## Problem
Taking the line that contains "of the peeling" as the first, copy each line exactly up to and including the last line below.

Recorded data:

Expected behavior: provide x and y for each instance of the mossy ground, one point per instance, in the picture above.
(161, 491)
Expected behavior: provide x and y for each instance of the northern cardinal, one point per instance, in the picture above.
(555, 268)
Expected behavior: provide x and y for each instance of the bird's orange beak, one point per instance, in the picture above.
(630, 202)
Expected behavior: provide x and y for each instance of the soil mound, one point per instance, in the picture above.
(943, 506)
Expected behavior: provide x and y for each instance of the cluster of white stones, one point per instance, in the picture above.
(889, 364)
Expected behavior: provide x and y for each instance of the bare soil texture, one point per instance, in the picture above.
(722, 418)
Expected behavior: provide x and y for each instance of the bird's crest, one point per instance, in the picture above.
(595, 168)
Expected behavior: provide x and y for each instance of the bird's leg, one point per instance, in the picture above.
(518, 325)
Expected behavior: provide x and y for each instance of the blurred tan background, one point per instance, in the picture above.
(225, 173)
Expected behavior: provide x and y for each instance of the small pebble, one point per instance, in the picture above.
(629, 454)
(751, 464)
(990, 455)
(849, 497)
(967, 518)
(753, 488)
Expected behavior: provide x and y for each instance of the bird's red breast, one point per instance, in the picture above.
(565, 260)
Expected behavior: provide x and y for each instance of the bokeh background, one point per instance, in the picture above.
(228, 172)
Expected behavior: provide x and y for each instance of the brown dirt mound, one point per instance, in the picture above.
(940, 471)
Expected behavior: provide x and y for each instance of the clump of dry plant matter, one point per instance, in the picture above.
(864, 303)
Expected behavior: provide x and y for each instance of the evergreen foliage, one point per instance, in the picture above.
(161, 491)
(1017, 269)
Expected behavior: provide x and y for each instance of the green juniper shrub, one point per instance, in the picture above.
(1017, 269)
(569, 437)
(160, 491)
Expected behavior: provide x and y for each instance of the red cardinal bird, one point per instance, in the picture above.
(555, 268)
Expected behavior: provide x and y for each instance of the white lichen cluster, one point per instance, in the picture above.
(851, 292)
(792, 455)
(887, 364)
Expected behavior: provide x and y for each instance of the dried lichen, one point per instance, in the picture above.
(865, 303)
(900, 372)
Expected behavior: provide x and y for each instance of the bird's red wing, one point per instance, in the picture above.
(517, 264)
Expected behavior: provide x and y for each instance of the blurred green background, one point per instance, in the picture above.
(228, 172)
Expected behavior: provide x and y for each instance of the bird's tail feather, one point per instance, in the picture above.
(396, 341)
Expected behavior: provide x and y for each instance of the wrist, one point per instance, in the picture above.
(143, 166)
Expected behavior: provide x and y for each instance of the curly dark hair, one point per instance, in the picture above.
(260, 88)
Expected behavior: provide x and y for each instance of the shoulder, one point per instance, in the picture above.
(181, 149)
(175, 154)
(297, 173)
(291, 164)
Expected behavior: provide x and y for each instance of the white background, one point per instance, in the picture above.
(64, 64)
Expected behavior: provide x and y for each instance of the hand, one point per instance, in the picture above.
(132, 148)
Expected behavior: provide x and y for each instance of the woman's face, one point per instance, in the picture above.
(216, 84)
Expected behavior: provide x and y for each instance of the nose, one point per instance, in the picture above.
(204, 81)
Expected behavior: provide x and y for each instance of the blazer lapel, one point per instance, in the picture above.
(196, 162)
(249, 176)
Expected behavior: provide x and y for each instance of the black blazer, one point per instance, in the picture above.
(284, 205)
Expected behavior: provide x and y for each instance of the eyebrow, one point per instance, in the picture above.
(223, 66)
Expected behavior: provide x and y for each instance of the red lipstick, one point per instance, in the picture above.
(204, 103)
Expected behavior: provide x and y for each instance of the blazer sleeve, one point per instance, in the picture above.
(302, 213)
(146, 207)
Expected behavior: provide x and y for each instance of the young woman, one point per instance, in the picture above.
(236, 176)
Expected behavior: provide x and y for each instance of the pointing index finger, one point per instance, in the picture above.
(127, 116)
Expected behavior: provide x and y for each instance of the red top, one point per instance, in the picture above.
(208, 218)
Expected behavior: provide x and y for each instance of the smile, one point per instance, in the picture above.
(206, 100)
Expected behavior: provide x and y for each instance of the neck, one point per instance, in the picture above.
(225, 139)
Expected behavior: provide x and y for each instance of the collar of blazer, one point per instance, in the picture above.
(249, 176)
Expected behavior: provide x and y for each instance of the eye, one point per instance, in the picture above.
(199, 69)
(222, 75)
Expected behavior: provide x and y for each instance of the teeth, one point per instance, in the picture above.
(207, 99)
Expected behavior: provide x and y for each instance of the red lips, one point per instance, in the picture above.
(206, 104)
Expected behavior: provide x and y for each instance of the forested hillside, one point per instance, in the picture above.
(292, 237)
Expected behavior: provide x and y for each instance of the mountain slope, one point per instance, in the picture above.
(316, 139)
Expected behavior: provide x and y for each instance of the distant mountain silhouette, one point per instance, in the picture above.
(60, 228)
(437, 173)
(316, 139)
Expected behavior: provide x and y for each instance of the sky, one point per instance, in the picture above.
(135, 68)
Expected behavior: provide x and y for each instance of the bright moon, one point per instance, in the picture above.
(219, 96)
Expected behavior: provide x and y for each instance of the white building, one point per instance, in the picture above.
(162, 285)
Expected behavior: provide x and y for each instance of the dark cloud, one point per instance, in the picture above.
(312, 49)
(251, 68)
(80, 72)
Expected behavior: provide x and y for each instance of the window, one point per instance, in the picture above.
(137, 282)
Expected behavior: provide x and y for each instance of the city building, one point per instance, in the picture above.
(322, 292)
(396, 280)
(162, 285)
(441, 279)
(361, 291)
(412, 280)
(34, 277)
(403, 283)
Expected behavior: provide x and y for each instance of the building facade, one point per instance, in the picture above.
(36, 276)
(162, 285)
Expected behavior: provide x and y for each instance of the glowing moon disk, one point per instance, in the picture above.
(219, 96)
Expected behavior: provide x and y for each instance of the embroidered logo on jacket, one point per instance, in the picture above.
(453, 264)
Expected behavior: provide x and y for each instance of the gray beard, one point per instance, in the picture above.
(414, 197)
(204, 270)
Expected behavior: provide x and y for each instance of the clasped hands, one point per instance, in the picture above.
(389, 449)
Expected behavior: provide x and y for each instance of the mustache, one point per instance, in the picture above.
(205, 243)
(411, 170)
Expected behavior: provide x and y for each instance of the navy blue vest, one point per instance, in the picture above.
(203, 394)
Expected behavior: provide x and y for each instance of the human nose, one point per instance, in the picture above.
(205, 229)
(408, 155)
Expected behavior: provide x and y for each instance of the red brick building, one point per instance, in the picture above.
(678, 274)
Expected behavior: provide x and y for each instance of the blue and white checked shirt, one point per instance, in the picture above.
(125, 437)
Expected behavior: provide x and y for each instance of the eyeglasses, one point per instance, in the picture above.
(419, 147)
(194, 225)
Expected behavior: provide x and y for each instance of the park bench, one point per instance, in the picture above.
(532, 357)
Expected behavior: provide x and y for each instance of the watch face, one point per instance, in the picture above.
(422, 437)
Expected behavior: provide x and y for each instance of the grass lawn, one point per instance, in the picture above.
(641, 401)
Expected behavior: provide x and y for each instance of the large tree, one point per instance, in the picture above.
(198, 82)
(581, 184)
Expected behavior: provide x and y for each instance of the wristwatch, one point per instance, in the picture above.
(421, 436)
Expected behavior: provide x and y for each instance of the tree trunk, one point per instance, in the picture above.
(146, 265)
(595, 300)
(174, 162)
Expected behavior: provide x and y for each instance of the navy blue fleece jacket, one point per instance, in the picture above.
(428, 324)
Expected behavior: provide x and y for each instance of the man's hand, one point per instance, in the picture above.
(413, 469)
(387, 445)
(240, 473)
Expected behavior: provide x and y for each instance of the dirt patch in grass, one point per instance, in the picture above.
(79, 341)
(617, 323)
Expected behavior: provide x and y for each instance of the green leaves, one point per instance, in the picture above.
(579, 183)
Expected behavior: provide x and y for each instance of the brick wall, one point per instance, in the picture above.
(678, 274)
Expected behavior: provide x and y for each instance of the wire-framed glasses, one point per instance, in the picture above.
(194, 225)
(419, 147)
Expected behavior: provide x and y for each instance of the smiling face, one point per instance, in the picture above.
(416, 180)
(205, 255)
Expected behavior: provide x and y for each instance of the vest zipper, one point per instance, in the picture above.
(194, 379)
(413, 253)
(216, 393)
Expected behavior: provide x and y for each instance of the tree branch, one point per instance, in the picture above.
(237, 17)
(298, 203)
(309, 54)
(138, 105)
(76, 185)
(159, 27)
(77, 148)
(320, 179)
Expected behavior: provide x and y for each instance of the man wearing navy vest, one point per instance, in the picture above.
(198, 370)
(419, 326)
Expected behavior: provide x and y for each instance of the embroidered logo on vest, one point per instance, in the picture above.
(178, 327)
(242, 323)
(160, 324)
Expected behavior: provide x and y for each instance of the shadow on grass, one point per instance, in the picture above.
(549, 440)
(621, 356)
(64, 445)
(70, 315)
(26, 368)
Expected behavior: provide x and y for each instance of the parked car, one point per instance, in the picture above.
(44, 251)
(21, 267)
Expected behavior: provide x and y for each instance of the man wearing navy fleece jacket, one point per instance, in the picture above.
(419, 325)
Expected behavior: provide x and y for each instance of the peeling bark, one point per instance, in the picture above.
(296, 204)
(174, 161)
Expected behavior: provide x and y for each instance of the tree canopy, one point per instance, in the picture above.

## Answer to the problem
Expected behavior: provide x and y for each instance of the peeling bark, one point per instance, in the picture above.
(296, 204)
(174, 161)
Expected behavior: provide x and y for each instance of the tree canopy, one point per instance, in the picture above.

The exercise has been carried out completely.